* [WRITTEN INSTRUCTION] Lay out each line of the rows below as a Markdown table with two columns, Line No. and Content, leaving out any blank lines.

____ SUPPLIED ENTRIES

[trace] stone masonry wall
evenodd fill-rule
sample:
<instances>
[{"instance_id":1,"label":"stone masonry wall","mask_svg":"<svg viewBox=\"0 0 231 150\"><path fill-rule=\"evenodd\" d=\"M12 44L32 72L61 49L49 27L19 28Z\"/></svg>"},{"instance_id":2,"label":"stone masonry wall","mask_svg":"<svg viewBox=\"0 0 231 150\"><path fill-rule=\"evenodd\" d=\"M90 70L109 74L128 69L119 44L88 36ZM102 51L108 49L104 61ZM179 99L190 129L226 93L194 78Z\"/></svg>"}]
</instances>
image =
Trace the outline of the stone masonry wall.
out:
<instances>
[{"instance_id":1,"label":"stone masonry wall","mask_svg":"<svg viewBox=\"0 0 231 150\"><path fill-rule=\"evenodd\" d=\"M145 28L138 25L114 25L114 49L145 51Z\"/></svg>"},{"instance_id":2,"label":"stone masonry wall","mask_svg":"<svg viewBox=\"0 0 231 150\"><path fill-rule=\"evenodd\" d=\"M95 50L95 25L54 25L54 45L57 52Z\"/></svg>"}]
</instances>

________

* [SOLUTION]
| Line No. | Content |
|---|---|
| 1 | [trace] stone masonry wall |
| 2 | evenodd fill-rule |
| 3 | sample: |
| 4 | <instances> |
| 5 | [{"instance_id":1,"label":"stone masonry wall","mask_svg":"<svg viewBox=\"0 0 231 150\"><path fill-rule=\"evenodd\" d=\"M12 44L32 72L61 49L49 27L19 28Z\"/></svg>"},{"instance_id":2,"label":"stone masonry wall","mask_svg":"<svg viewBox=\"0 0 231 150\"><path fill-rule=\"evenodd\" d=\"M90 70L109 74L128 69L119 44L88 36ZM102 51L108 49L104 61ZM179 99L190 129L226 93L194 78Z\"/></svg>"}] |
| 6 | </instances> |
| 7 | image = |
| 8 | Trace the outline of the stone masonry wall. |
| 9 | out: |
| 10 | <instances> |
| 11 | [{"instance_id":1,"label":"stone masonry wall","mask_svg":"<svg viewBox=\"0 0 231 150\"><path fill-rule=\"evenodd\" d=\"M145 28L138 25L114 25L114 49L145 51Z\"/></svg>"},{"instance_id":2,"label":"stone masonry wall","mask_svg":"<svg viewBox=\"0 0 231 150\"><path fill-rule=\"evenodd\" d=\"M95 50L95 25L54 25L54 45L57 52Z\"/></svg>"}] |
| 12 | </instances> |